What you should do »
Repeat word for word the part of the passage on distributed systems that opens with the words containing "The commonly used" and closes with "in distributed systems.".

Passage to read »
********************
The commonly used example for Sagas is booking a trip. We need to ensure flight, car rental, and hotel are all booked or none are booked. If booking the flight fails, we cancel the hotel and car, etc. Sagas trade off atomicity for availability while still allowing us to manage failure, a common occurrence in distributed systems.

Compensation has a lot of applications as a UX principle because it’s really the only way to build loosely coupled, highly available services.

Calculated Recovery

Pat Helland describes computing as nothing more than “memories, guesses, and apologies.” Computers always have partial knowledge. Either there is a disconnect with the real world (warehouse is on fire) or there is a disconnect between systems (System A sold a Foo Widget but, unbeknownst to it, System B just sold the last one in inventory—oops!). Systems don’t make decisions, they make guesses. The guess might be good or it might be bad, but rarely is there certainty. We can wait to collect as much information as possible before making a guess, but it means progress can’t be made until the system is confident enough to do so.

Computers have memory. This means they remember facts they have learned and guesses they have made. Memories help systems make better guesses in the future, and they can share those memories with other systems to help in their guesses. We can store more memories at the cost of more money, and we can survey other systems’ memories at the cost of more latency.

It is a business decision how much money, latency, and energy should be spent on reducing forgetfulness. To make this decision, the costs of the increased probability of remembering should be weighed against the costs of occasionally forgetting stuff.

Generally speaking, the more forgetfulness we can tolerate, the more responsive our systems will be, provided we know how to handle the situations where something is forgotten.

Sooner or later, a system guesses wrong. It sucks. It might mean we lose out on revenue; the business isn’t happy. It might mean the user loses out on what they want; the customer isn’t happy. But we calculate the impact of these wrong guesses, we determine when the trade-offs do and don’t make sense, we compensate, and—when shit hits the fan—we apologize.

Business realities force apologies.  To cope with these difficult realities, we need code and, frequently, we need human beings to apologize. It is essential that businesses have both code and people to manage these apologies.

Distributed systems are as much about failure modes and recovery as they are about being operationally correct. It’s critical that we can recover gracefully when something goes wrong, and often that affects the UX.

We could choose to spend extraordinary amounts of money and countless man-hours laboring over a system which provides the reliability we want. We could construct a data center. We could deploy big, expensive machines. We could install redundant fiber and switches. We could drudge over infallible code. Or we could stop, think for a moment, and realize maybe “sorry” is a more effective alternative. Knowing when to make that distinction can be the difference between a successful business and a failed one. The implications of distributed systems may be wider reaching than you thought.
********************
Data excerpts »

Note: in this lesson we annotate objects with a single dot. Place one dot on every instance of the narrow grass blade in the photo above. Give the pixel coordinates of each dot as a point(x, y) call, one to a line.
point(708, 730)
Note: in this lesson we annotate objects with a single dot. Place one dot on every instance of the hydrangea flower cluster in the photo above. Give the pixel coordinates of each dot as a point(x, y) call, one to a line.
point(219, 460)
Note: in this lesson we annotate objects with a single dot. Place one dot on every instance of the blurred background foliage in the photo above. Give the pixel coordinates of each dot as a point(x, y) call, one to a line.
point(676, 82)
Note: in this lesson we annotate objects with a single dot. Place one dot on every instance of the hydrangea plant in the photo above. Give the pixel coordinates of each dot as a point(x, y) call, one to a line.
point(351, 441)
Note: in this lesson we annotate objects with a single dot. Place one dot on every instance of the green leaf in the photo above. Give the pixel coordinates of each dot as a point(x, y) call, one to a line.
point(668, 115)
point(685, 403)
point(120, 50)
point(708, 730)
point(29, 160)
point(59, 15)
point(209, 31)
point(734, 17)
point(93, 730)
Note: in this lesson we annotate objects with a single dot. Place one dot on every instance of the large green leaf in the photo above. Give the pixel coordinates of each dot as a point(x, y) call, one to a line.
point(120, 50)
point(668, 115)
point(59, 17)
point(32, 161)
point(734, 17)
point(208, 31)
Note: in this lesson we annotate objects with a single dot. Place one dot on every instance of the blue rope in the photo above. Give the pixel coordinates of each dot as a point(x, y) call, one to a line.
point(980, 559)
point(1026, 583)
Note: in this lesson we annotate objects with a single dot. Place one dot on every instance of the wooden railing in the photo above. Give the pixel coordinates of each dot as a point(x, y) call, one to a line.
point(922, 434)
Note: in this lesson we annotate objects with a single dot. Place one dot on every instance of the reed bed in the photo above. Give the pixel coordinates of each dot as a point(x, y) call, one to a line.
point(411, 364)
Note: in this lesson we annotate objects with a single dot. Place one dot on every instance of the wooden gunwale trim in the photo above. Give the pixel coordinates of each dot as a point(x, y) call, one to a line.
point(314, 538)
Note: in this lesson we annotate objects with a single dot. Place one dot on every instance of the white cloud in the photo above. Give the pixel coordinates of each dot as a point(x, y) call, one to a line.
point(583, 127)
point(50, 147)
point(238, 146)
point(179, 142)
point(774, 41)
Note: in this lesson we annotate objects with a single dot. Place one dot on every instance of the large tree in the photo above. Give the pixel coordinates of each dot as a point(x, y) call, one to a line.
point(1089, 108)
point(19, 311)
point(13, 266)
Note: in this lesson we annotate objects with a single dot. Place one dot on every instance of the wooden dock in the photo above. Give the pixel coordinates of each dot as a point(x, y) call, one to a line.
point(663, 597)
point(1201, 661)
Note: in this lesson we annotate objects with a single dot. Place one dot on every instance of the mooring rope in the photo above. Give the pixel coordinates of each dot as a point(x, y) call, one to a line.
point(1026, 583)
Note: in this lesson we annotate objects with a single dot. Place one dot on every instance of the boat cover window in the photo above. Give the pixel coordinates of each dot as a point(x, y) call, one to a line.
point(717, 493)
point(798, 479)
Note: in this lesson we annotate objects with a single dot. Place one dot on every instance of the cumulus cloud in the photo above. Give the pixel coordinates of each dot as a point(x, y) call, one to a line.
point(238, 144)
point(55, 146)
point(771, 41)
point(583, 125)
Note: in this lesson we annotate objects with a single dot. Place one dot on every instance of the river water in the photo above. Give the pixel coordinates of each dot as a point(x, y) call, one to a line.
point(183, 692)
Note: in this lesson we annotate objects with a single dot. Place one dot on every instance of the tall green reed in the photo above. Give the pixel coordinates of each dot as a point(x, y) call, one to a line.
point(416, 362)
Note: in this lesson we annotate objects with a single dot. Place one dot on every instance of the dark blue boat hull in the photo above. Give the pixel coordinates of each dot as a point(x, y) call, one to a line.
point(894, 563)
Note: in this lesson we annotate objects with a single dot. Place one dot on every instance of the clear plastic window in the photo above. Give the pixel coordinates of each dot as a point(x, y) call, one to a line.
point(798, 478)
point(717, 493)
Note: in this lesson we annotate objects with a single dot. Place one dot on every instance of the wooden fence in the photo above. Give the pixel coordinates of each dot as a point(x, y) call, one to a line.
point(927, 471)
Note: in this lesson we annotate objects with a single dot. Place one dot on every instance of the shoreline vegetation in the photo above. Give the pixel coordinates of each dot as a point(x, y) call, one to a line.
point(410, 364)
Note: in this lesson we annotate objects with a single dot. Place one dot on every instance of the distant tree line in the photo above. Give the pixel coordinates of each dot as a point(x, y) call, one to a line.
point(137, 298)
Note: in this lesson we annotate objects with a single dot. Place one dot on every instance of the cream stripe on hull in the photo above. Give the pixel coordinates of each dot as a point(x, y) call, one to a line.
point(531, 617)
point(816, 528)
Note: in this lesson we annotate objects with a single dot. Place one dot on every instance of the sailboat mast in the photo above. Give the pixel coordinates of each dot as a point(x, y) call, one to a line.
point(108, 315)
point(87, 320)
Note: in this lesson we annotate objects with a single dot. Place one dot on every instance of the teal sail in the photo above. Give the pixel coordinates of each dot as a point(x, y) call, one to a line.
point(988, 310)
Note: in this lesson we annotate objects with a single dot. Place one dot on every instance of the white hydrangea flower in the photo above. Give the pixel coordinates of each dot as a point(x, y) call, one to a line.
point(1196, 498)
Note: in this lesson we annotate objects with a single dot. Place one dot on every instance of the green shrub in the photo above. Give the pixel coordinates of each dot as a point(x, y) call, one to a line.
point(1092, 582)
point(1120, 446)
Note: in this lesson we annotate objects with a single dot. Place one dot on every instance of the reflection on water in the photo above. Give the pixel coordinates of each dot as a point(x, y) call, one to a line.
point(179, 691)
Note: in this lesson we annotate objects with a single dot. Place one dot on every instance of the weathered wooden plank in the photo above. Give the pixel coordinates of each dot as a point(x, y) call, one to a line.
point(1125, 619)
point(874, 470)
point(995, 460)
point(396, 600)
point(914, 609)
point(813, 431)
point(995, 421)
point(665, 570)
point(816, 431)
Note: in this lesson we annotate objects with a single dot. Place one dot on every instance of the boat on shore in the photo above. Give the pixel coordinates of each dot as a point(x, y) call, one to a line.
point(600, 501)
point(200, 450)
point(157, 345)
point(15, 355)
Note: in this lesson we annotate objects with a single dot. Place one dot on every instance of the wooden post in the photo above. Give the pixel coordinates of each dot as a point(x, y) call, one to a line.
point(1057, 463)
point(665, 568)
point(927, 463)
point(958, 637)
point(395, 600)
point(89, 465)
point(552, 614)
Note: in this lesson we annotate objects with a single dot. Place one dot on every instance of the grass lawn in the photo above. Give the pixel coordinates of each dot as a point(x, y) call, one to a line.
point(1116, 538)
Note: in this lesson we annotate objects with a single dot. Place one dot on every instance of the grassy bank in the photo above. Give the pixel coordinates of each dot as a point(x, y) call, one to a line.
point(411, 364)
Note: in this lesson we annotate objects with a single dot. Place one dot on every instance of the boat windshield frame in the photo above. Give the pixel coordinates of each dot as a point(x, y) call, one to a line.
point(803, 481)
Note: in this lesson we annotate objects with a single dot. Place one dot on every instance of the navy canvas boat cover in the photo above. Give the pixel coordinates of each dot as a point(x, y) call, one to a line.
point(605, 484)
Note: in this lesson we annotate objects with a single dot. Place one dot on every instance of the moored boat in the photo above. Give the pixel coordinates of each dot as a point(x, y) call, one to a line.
********************
Written response »
The commonly used example for Sagas is booking a trip. We need to ensure flight, car rental, and hotel are all booked or none are booked. If booking the flight fails, we cancel the hotel and car, etc. Sagas trade off atomicity for availability while still allowing us to manage failure, a common occurrence in distributed systems.